*Excerpt to read:*
____________
This using mental illness as an excuse to not listen as well as to instill fear and revulsion about what “crazed” survivors might do is a big problem in the homeschool survivors movement. So many “leaders” and parents who wish we’d just shut up and go away have diagnosed us with demonic possession, or schizophrenia, or narcissism, or pathological lying compulsions, or anger management issues, or just plain old fashioned “delusion.” They go “who you gonna believe, me…or this crazy person in front of you?” And then they usually concern-troll, saying “I really hope this obviously disturbed person gets help.”In fact, I had it happen to me last week, from my own Dad.
Since I reported my Dad to Child Protective Services, he’s taken to providing cheery little “updates” on my half-brother’s educational progress, mass texting all of his children with them. And I have responded in the only way I know how – by taking a word-machete to his bullshit. The first time he said nothing in response. This last update he did. He called me mentally ill, to my siblings and probably anyone else he discussed it with.
____________
*Record excerpts:*

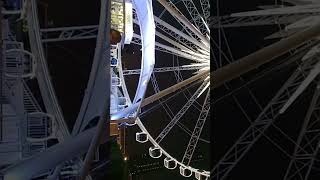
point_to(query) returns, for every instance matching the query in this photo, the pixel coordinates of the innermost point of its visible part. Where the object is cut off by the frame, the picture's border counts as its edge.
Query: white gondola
(155, 152)
(115, 81)
(200, 176)
(19, 64)
(40, 127)
(185, 171)
(113, 62)
(141, 137)
(122, 101)
(169, 163)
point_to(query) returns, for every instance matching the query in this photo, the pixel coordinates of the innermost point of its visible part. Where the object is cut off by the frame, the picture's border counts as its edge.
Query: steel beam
(263, 56)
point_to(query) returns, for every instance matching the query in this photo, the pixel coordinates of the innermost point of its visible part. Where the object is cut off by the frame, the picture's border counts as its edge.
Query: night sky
(264, 160)
(70, 64)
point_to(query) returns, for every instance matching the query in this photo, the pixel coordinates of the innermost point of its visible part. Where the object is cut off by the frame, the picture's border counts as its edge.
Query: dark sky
(70, 64)
(263, 160)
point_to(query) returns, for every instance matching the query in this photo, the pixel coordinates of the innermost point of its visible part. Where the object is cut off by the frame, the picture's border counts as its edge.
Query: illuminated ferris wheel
(178, 32)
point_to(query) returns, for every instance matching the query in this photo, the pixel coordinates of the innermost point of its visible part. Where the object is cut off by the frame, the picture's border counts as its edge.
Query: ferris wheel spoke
(174, 88)
(173, 10)
(178, 35)
(264, 120)
(197, 130)
(182, 111)
(170, 50)
(193, 67)
(205, 5)
(308, 142)
(197, 19)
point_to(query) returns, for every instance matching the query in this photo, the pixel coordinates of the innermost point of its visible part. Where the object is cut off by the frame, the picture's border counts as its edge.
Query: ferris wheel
(295, 85)
(176, 31)
(182, 36)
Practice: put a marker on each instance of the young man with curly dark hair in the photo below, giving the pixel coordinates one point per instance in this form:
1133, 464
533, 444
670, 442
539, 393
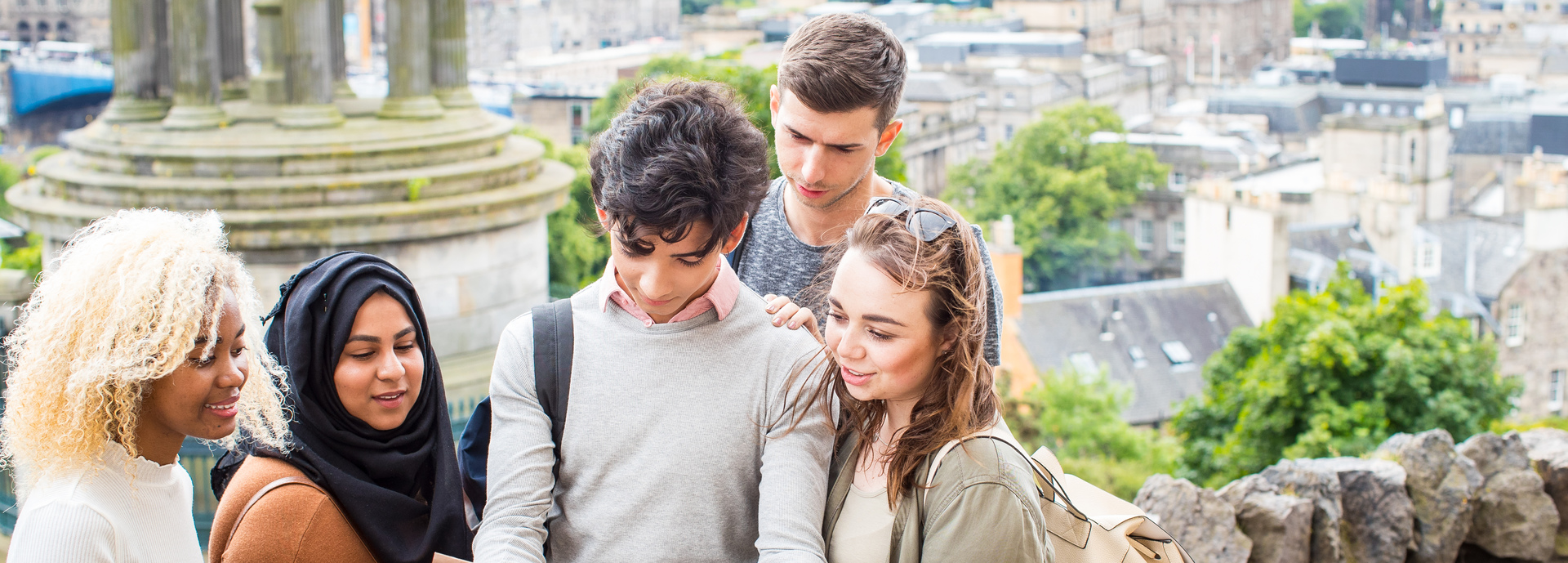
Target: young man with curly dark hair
679, 441
840, 87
____________
*Task 1:* List every diagnosis that, according to the passage on homeschool survivors, "leaders" and parents have given survivors.
*Task 2:* Pick up the passage on homeschool survivors right after its final sentence and write the next paragraph.
The lines have nothing to do with the passage on homeschool survivors.

*Exercise answer 1:* demonic possession, schizophrenia, narcissism, pathological lying compulsions, anger management issues, delusion

*Exercise answer 2:*
Wed, Oct 22, 3:52pm
Dad: All of you kids have done well in school, and [youngest son] is following in your footsteps. He scored high (Exceeded Standards) on all five of his CRCT tests last year and Scanton tests this year, so he was moved into the gifted program today. WooHoo!! He needed at least a score of 835 in Language Arts and/or Math, yet his lowest score with regard to all five CRCT tests was 850. The downside of the change is that he has some great teachers this year, and he is going to miss them since he will have all gifted-certified teachers. His new classes start tomorrow. Anyway, I just wanted to share the good news with you all. I’m very proud of him and all of you as well.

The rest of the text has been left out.